-- Begin Records supplied --

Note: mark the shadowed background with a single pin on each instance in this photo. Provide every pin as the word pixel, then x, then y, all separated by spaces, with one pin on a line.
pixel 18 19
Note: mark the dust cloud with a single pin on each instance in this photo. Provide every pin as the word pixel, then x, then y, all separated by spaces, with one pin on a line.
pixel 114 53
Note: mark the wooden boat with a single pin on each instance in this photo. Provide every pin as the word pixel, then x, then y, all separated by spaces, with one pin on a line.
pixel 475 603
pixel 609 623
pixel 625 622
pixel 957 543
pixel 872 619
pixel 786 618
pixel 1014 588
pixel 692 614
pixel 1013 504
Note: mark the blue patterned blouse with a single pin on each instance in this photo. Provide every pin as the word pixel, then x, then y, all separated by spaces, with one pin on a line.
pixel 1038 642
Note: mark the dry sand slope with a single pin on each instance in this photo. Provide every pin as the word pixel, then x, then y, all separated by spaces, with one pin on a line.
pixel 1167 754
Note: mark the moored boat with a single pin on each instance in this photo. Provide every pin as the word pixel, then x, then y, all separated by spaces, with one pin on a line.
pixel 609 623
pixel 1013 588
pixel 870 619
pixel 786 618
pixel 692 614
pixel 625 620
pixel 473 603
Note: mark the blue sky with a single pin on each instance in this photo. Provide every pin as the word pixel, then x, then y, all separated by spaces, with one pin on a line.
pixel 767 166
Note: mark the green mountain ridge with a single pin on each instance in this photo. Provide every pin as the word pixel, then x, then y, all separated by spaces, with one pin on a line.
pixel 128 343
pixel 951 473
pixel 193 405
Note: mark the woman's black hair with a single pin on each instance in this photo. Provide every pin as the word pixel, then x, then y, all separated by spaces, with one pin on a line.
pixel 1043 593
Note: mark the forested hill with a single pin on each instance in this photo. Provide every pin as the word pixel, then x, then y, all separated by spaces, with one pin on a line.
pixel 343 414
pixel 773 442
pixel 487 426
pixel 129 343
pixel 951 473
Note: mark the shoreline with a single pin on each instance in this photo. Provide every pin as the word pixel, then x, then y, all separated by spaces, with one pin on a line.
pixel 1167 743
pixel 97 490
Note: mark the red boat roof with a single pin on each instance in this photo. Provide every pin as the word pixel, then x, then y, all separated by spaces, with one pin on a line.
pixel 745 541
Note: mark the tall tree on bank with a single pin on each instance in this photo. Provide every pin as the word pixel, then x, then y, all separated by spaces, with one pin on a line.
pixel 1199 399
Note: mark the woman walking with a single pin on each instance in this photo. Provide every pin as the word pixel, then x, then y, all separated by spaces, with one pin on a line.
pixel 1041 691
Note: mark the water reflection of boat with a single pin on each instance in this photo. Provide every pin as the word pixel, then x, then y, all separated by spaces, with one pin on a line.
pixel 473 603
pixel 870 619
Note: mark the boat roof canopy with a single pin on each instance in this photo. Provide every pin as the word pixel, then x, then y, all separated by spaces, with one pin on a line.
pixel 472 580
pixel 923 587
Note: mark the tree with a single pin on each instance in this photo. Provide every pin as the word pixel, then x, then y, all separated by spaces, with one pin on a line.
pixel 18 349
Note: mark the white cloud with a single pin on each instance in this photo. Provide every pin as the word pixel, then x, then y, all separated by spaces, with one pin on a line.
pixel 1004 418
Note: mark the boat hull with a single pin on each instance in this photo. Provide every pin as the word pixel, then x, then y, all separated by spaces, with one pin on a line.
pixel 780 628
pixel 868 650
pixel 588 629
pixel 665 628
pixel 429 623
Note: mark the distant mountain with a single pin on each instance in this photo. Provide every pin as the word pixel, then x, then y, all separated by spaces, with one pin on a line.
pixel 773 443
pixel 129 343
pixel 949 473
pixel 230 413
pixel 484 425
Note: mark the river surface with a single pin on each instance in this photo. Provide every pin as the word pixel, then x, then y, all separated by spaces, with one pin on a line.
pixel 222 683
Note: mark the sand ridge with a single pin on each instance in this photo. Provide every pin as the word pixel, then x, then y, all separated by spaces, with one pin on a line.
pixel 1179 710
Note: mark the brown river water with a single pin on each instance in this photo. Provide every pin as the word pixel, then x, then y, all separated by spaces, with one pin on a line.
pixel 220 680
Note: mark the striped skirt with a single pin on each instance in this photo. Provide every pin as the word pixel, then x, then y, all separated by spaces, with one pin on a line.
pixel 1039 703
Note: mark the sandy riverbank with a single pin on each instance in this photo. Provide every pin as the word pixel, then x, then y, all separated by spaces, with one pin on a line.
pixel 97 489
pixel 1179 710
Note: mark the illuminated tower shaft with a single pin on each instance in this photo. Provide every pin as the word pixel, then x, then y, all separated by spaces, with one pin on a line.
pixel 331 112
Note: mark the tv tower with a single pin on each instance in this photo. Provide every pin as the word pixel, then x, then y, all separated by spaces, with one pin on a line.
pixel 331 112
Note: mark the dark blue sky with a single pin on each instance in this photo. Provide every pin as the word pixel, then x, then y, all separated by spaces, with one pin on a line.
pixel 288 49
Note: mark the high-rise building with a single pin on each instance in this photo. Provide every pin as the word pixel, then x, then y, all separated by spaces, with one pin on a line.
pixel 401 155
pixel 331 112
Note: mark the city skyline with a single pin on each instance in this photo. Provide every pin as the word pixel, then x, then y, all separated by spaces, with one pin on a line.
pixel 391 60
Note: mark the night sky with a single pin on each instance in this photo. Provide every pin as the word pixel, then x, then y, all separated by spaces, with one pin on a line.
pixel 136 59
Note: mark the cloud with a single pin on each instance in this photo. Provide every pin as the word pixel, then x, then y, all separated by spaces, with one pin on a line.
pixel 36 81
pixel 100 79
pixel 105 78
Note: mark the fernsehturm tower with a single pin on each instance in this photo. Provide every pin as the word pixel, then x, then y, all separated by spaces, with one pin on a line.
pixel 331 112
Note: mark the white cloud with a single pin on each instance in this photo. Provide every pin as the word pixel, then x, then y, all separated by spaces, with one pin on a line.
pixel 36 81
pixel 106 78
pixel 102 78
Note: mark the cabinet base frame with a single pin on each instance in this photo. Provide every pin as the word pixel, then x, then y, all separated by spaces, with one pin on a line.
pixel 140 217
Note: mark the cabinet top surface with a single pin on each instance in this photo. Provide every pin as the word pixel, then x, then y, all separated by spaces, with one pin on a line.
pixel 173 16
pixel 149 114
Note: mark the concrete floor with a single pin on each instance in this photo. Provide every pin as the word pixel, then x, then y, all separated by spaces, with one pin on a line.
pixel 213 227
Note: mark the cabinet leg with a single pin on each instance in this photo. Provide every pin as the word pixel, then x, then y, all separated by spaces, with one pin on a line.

-- End Records supplied --

Turn all of the material above into a numbered list with one line per item, skipping any blank lines.

1. Note: mark the shadowed background with a single pin on each instance in this photo. Provide every pin as the word pixel, then x, then y, all separated by spaces, with one pin on a line.
2. pixel 18 19
3. Note: mark the dust cloud with a single pin on each instance in this photo. Provide every pin as the word pixel, then x, then y, all separated by spaces, with one pin on a line.
4. pixel 114 53
5. Note: mark the wooden boat with a single pin on each instance in this photo. Provide every pin as the word pixel, then x, then y, all separated by spaces, with one pin on a line.
6. pixel 475 603
7. pixel 609 623
8. pixel 625 622
9. pixel 957 543
10. pixel 872 619
11. pixel 786 618
12. pixel 1014 588
13. pixel 692 614
14. pixel 1013 504
15. Note: mark the blue patterned blouse with a single pin on each instance in this photo. Provide every pin as the word pixel, then x, then y, all separated by spaces, with one pin on a line.
16. pixel 1038 642
17. Note: mark the dry sand slope with a single pin on each instance in this photo. Provide every pin as the word pixel, then x, then y, all separated by spaces, with one pin on a line.
18. pixel 1167 754
19. Note: mark the moored boat with a single pin on each instance in this photo. Provide every pin as the word pixel, then x, then y, all separated by spaces, with one pin on a line.
20. pixel 609 623
21. pixel 1013 588
22. pixel 870 619
23. pixel 786 618
24. pixel 692 614
25. pixel 625 620
26. pixel 473 603
27. Note: mark the blue sky with a single pin on each instance in this photo. Provide every pin as the word pixel, then x, then y, all separated by spaces, with one pin on a line.
28. pixel 767 166
29. Note: mark the green mountain ridge with a single pin on each instance in this photo. Provide every pin as the word pixel, then x, then y, all separated by spaces, with one pin on a line.
30. pixel 128 343
31. pixel 951 473
32. pixel 193 405
33. Note: mark the woman's black hair with a single pin on each instance in this photo. Provide every pin as the word pixel, then x, then y, all separated by spaces, with one pin on a line.
34. pixel 1043 593
35. Note: mark the forested hill with a single pin on each instance in this photo. Provide every pin as the word pixel, then x, then y, all separated by spaces, with one pin on a line.
36. pixel 343 414
37. pixel 773 442
38. pixel 487 426
39. pixel 129 343
40. pixel 951 473
41. Note: mark the shoreline with a single pin on each instance in this photo. Provide every pin as the word pixel, then x, then y, all separated by spaces, with one pin on a line.
42. pixel 1167 743
43. pixel 97 490
44. Note: mark the red boat roof with a single pin on each instance in this photo. Provide every pin as the word pixel, then x, then y, all separated by spaces, with one pin on a line.
45. pixel 745 541
46. Note: mark the tall tree on bank with a single pin on each instance in this photo. Provide every pin as the word pixel, then x, then y, all separated by spaces, with one pin on a line.
47. pixel 1199 399
48. Note: mark the woman walking with a single pin on each instance in this photo. Provide every pin as the word pixel, then x, then y, all separated by spaces, with one pin on a line.
49. pixel 1041 691
50. Note: mark the water reflection of boat with a single pin on each instance in this photo. Provide every pin as the word pixel, then x, then y, all separated by spaces, with one pin on a line.
51. pixel 473 603
52. pixel 870 619
53. Note: mark the boat roof canopy with a single pin on each instance in this photo. Provide every pin as the word pixel, then x, then y, all separated by spaces, with one pin on a line.
54. pixel 472 580
55. pixel 923 587
56. Note: mark the tree with a single pin on each instance in this photo. Provide every pin as the word pixel, then x, then y, all separated by spaces, with one pin on a line.
57. pixel 18 349
58. Note: mark the white cloud with a single pin on each instance in this photo. Provide every pin as the word pixel, then x, then y, all separated by spaces, with one pin on a line.
59. pixel 1004 418
60. Note: mark the boat hull with a single pin on each instance in this photo. Provide every pin as the word pixel, then x, then y, all separated by spaces, with one pin on a line.
61. pixel 780 628
62. pixel 868 650
63. pixel 588 629
64. pixel 665 628
65. pixel 429 623
66. Note: mark the distant mountain with a single pin on each instance in this photo. Provide every pin as the word pixel, then x, then y, all separated by spaces, with one pin on a line.
67. pixel 773 443
68. pixel 129 343
69. pixel 949 473
70. pixel 230 413
71. pixel 484 425
72. Note: mark the river surface with a single pin on each instance in this photo. Provide every pin as the word pixel, then x, then y, all separated by spaces, with one pin on a line.
73. pixel 222 683
74. Note: mark the sand ridge with a single pin on each instance in this photo. Provide every pin as the word pixel, then x, then y, all separated by spaces, with one pin on a line.
75. pixel 1179 710
76. Note: mark the brown river water with a single pin on each instance in this photo. Provide every pin as the word pixel, then x, then y, all separated by spaces, with one pin on a line.
77. pixel 220 680
78. Note: mark the striped skirt with a single pin on each instance in this photo. Provide every pin as the word pixel, then x, then y, all separated by spaces, with one pin on a line.
79. pixel 1039 703
80. Note: mark the sandy riverbank with a single pin on each instance in this photo. Provide every pin as the word pixel, then x, then y, all separated by spaces, with one pin on a line.
81. pixel 97 489
82. pixel 1179 710
83. Note: mark the illuminated tower shaft with a single pin on each instance in this photo. Provide every pin as the word pixel, then x, then y, all separated by spaces, with one pin on a line.
84. pixel 331 112
85. Note: mark the tv tower with a single pin on each instance in this photo. Provide every pin as the word pixel, then x, then y, all separated by spaces, with one pin on a line.
86. pixel 331 112
87. Note: mark the dark blue sky with a single pin on each instance in this photo. Provide every pin as the word pixel, then x, then y, all separated by spaces, with one pin on a line.
88. pixel 288 49
89. Note: mark the high-rise building with a single pin on each instance in this photo. Provide every pin as the word pixel, then x, then y, all separated by spaces, with one pin on a line.
90. pixel 401 155
91. pixel 331 112
92. Note: mark the city skyline with a single pin on each instance in this photo. Provide every pin as the word pixel, then x, then y, all separated by spaces, with one pin on a line.
93. pixel 391 60
94. Note: mark the night sky with a single pin on each instance in this photo. Provide every pin as the word pixel, then x, then y, all separated by spaces, with one pin on a line.
95. pixel 136 59
96. Note: mark the cloud with a single pin on each instance in this photo. Provide every pin as the word pixel, then x, then y, all separated by spaces, with one pin on a line.
97. pixel 36 81
98. pixel 100 79
99. pixel 105 78
100. Note: mark the fernsehturm tower with a single pin on each instance in this photo. Provide every pin as the word pixel, then x, then y, all separated by spaces, with one pin on a line.
101. pixel 331 112
102. Note: mark the white cloud with a single pin on each instance in this photo. Provide every pin as the word pixel, then x, then y, all separated by spaces, with one pin on a line.
103. pixel 36 81
104. pixel 106 78
105. pixel 102 78
106. Note: mark the cabinet base frame with a single pin on each instance in this photo. Provide every pin as the word pixel, then x, then y, all separated by spaces, with one pin on a line.
107. pixel 140 217
108. Note: mark the cabinet top surface with a single pin on each instance in this photo. Provide every pin as the word pixel, then x, then y, all separated by spaces, with one pin on a line.
109. pixel 173 16
110. pixel 149 114
111. Note: mark the concrete floor with a single pin on each instance in this photo. Provide every pin as the word pixel, then x, then y, all separated by spaces, with one pin on a line.
112. pixel 213 227
113. Note: mark the cabinet leg with a single pin on each instance in this photo. Provide every pin as the word pixel, then x, then y, all separated by spaces, with one pin on a line.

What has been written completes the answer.